Easiest Way to Write a Song

“The challenge of creativity is to take an old formula and deploy it in a way your audience has never seen before.”

When I was a teenager, most of my favorite lyrics were evocative nonsense. If I didn’t understand it, I assumed it was profound.

I also thought my favorite artists were all on drugs, writing lyrics while high, and that was cool and mysterious to me because I wanted to be on drugs.

And so, for years, under the influence of cough syrup and cat tranquilizers, I wrote songs that were evocative nonsense. My poetry, too, was evocative nonsense. If it sounded cool, I wrote it down. Now that I’m ancient, sober, and square, I think this is an unreliable way to touch the heart of your listener.

If you want to write better, more satisfying lyrics, this post will provide some ideas for you. Let’s talk about songs that are not just evocative nonsense.

Some tell stories. “Rocky Racoon,” by the Beatles, or “Sk8ter Boi,” by Avril Lavigne are examples that come to mind.

Some are built around a governing metaphor. In “Fly Me to the Moon,” Frank Sinatra suggests that “being with” his romantic partner feels like space travel. Many songs compare love to drugs, such as “Your Love Is My Drug,” by Ke$ha.

If you come up with a good metaphor, (usually about love), then you’ve given yourself a theme: space travel, cat tranquilizers. Then all you have to do is make sure that your lyrics are connected to that theme.

But the easiest way to write a song is by creating a catalogue.

Let’s look at the lyrics to “What a Wonderful World,” by Sam Cooke:

                “Don’t know much about history

                Don’t know much biology

                Don’t know much about a science book

                Don’t know much about the French I took”

> [Work to be completed] From the songwriting post, extract the passage starting with "Easiest Way to Write a Song" and going on through "just evocative nonsense.", copying it word for word.

> [Dataset]
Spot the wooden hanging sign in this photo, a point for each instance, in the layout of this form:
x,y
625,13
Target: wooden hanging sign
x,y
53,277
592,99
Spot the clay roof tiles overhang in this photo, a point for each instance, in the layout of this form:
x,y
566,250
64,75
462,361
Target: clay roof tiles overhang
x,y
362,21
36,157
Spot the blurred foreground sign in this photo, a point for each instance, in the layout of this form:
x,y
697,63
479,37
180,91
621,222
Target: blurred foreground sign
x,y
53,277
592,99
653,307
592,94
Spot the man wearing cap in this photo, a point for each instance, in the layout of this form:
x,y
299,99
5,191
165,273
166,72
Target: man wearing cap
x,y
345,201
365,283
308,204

> [Written solution]
Easiest Way to Write a Song

“The challenge of creativity is to take an old formula and deploy it in a way your audience has never seen before.”

When I was a teenager, most of my favorite lyrics were evocative nonsense. If I didn’t understand it, I assumed it was profound.

I also thought my favorite artists were all on drugs, writing lyrics while high, and that was cool and mysterious to me because I wanted to be on drugs.

And so, for years, under the influence of cough syrup and cat tranquilizers, I wrote songs that were evocative nonsense. My poetry, too, was evocative nonsense. If it sounded cool, I wrote it down. Now that I’m ancient, sober, and square, I think this is an unreliable way to touch the heart of your listener.

If you want to write better, more satisfying lyrics, this post will provide some ideas for you. Let’s talk about songs that are not just evocative nonsense.